# YOUR OBJECTIVE
Rescale the coordinates in everything from the line containing "locate dark gray" down to the end of the records by multiplying each by 0.7 and rounding to whole numbers, with halves rounding up. Give only those lines again, requests included and unchanged.

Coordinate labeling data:

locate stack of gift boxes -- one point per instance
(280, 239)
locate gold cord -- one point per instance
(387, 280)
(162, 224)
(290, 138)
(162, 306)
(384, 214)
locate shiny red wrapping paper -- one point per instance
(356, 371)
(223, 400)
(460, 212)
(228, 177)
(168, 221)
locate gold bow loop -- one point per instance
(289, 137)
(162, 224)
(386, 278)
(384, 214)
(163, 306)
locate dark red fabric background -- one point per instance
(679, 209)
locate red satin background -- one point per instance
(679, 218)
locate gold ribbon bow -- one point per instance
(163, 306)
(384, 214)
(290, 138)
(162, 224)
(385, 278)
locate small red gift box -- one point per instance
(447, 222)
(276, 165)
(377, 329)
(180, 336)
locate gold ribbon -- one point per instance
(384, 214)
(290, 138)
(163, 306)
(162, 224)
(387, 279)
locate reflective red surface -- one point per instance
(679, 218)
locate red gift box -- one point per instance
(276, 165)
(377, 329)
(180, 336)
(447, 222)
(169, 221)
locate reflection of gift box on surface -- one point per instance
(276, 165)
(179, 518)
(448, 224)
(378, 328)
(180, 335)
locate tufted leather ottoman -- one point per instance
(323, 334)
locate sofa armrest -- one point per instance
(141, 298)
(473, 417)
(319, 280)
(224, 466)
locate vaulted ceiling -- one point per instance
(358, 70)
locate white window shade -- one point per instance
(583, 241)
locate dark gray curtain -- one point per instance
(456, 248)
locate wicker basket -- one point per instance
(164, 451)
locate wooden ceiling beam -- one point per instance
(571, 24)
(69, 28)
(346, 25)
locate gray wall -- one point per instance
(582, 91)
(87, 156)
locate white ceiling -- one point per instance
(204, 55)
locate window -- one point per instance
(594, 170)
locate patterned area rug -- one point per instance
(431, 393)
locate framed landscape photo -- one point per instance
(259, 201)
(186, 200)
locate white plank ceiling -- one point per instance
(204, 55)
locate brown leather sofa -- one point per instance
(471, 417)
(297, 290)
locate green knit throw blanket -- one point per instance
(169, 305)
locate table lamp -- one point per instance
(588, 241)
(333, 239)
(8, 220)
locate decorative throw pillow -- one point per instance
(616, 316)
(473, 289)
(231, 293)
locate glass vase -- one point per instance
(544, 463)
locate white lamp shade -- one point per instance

# FINAL ANSWER
locate dark gray curtain -- one point per instance
(319, 174)
locate wicker basket -- one point per instance
(115, 316)
locate wooden ceiling beam -- one point per instance
(400, 17)
(48, 20)
(242, 18)
locate gray wall -- one point per instance
(407, 64)
(61, 109)
locate white ceiling -- one point per instance
(143, 39)
locate window -- one point per instance
(416, 119)
locate patterned area rug -- one point per instance
(302, 275)
locate framed landscape photo -- one point per instance
(181, 141)
(130, 140)
locate white plank ceiling -- one point per instance
(143, 39)
locate brown leather sofa -- one point per instance
(330, 292)
(208, 203)
locate green knit throw blanket -- one point per instance
(118, 214)
locate table lamp -- one point per instance
(412, 169)
(233, 167)
(6, 154)
locate decorative throw pillow -- one point per instance
(431, 221)
(331, 202)
(162, 205)
locate glass vase -- one point per instance
(381, 324)
locate white lamp shade -- one point per instance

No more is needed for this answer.